-------- TEXTAUSZUG --------

Medien & Gesellschaft

Mit mehr als einem Schienbeinschoner im Knast

Spätestens seit den neunziger Jahren ist der Fußball ein Big Business, mit dem sich Unsummen an Geld verdienen lassen. Kein Wunder also, dass sich auf der Schattenseite dieser Entwicklung immer mehr Gestalten tummeln, die in verbrecherischer Absicht darauf hoffen, ein Stück vom großen Kuchen für sich einsacken zu können. In erster Linie natürlich die korrupten Funktionäre der FIFA und der Kontinentalverbände oder die Spielervermittler, die jungen Talenten aus Entwicklungsländern das Blaue vom Himmel herab versprechen, um sie letztlich wie moderne Sklaven auszubeuten und gewinnbringend zu verschachern. Doch soll an dieser Stelle nicht oder nur am Rande von diesen mafiösen Gangstern die Rede sein, sondern von vielen kleineren und meist individuellen Schicksalen, bei denen Fußball und Verbrechen aufeinandergestoßen sind.

--------

### [AUFGABEN]
A: Beantworte kurz zum Textauszug über Fußball und Verbrechen:
(i) Seit wann ist der Fußball spätestens ein Big Business?
(ii) Welche Verbände werden bei den korrupten Funktionären genannt?
(iii) Aus welchen Ländern stammen die jungen Talente, denen die Spielervermittler das Blaue vom Himmel versprechen?
B: Ändere im Textauszug über Fußball und Verbrechen die Stelle von „Medien & Gesellschaft“ bis „Verbrechen aufeinandergestoßen sind.“, indem du „Funktionäre“ durch „Manager“ ersetzt, und gib sie wieder.

-------- VORLIEGENDE DATENSÄTZE --------

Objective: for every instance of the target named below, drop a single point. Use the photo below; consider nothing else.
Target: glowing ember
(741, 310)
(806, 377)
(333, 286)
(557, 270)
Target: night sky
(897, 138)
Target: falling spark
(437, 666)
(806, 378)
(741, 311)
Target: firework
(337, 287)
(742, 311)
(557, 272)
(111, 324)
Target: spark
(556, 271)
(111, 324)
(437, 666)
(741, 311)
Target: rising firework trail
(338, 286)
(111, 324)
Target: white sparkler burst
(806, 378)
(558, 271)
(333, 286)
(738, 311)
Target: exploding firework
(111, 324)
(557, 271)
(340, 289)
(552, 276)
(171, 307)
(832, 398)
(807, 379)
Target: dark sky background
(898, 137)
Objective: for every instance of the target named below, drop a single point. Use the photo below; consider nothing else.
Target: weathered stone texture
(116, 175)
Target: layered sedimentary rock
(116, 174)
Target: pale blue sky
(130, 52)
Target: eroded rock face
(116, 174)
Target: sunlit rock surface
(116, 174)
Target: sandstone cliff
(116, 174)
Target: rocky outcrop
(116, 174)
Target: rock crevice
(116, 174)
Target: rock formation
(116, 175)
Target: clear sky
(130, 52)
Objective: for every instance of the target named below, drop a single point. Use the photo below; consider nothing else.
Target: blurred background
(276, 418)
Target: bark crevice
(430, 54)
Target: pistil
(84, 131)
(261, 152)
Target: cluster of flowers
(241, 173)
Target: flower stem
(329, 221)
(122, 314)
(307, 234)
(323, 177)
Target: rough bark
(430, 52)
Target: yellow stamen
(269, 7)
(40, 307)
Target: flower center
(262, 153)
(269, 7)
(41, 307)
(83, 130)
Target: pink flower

--------

### [ANTWORTEN NACHEINANDER]
A:
(i) Seit den neunziger Jahren.
(ii) Die FIFA und die Kontinentalverbände.
(iii) Aus Entwicklungsländern.

B:
Medien & Gesellschaft

Mit mehr als einem Schienbeinschoner im Knast

Spätestens seit den neunziger Jahren ist der Fußball ein Big Business, mit dem sich Unsummen an Geld verdienen lassen. Kein Wunder also, dass sich auf der Schattenseite dieser Entwicklung immer mehr Gestalten tummeln, die in verbrecherischer Absicht darauf hoffen, ein Stück vom großen Kuchen für sich einsacken zu können. In erster Linie natürlich die korrupten Manager der FIFA und der Kontinentalverbände oder die Spielervermittler, die jungen Talenten aus Entwicklungsländern das Blaue vom Himmel herab versprechen, um sie letztlich wie moderne Sklaven auszubeuten und gewinnbringend zu verschachern. Doch soll an dieser Stelle nicht oder nur am Rande von diesen mafiösen Gangstern die Rede sein, sondern von vielen kleineren und meist individuellen Schicksalen, bei denen Fußball und Verbrechen aufeinandergestoßen sind.